### 待办任务
1. 请将下方关于LeetCode高频单词问题的文本中的句子“Given a non-empty list of words, return the k most frequent elements.”译为中文。
2. 请逐字誊写下方关于LeetCode高频单词问题的文本中的一段，自“Given a non-empty”起，至“order comes first.”止。

### 文本摘录
[LeetCode] (medium) 692. Top K Frequent Words-优快云博客

博客围绕LeetCode上求k个最频繁单词的问题展开，给定非空单词列表，需按频率从高到低返回k个元素，频率相同时按字母顺序排序。还提到假设k有效，输入仅含小写字母，后续可尝试在O(n log k)时间和O(n)额外空间内解决，此外还提及计数建堆时的报错问题。

https://leetcode.com/problems/top-k-frequent-words/

Given a non-empty list of words, return the k most frequent elements.

Your answer should be sorted by frequency from highest to lowest. If two words have the same frequency, then the word with the lower alphabetical order comes first.

Example 1:
Input: ["i", "love", "leetcode", "i", "love", "coding"], k = 2
Output: ["i", "love"]
Explanation: "i" and "love" are the two most frequent words.
    Note that "i" comes before "love" due to a lower alphabetical order.
Example 2:
Input: ["the", "day", "is", "sunny", "the", "the", "the", "sunny", "is", "is"], k = 4
Output: ["the", "is", "sunny", "day"]
Explanation: "the", "is", "sunny" and "day" are the four most frequent words,
    with the number of occurrence being 4, 3, 2 and 1 respectively.

### 存储记录

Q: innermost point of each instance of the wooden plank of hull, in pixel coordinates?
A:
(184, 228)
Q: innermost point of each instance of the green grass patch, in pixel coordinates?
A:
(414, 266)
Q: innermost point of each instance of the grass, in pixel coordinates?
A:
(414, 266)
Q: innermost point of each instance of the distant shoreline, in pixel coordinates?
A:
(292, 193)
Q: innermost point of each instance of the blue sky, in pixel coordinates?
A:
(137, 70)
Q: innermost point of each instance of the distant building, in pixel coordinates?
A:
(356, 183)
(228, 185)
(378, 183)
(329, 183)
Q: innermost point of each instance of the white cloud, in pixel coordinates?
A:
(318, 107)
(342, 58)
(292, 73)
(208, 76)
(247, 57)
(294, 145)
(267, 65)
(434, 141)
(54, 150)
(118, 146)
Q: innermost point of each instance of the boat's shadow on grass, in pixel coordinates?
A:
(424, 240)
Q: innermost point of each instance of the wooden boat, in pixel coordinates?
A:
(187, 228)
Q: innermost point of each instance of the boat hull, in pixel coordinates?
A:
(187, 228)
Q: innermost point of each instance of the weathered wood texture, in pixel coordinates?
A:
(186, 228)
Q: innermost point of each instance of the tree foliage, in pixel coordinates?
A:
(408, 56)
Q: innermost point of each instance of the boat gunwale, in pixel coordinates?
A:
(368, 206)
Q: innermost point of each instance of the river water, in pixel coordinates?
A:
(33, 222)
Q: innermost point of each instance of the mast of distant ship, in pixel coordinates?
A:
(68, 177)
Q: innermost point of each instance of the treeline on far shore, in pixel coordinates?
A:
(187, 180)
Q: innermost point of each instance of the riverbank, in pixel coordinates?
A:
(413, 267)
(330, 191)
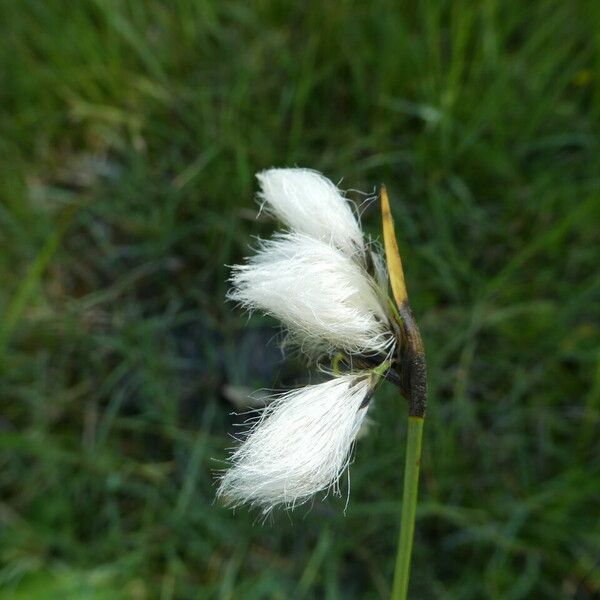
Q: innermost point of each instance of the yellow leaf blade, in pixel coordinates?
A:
(394, 262)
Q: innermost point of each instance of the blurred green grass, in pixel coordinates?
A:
(130, 133)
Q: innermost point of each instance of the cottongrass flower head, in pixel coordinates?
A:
(299, 445)
(329, 288)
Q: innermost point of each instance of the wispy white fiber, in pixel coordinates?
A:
(300, 445)
(308, 202)
(320, 294)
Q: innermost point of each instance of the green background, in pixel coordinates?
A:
(130, 133)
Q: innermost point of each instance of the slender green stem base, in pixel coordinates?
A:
(409, 507)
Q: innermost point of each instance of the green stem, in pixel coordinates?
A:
(409, 507)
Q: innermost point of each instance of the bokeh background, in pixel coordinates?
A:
(130, 135)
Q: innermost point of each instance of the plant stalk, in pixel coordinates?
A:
(409, 507)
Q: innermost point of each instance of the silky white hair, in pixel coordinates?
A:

### 书面答复
1. 给定一个非空的单词列表，返回出现频率最高的 k 个元素。

2.
Given a non-empty list of words, return the k most frequent elements.

Your answer should be sorted by frequency from highest to lowest. If two words have the same frequency, then the word with the lower alphabetical order comes first.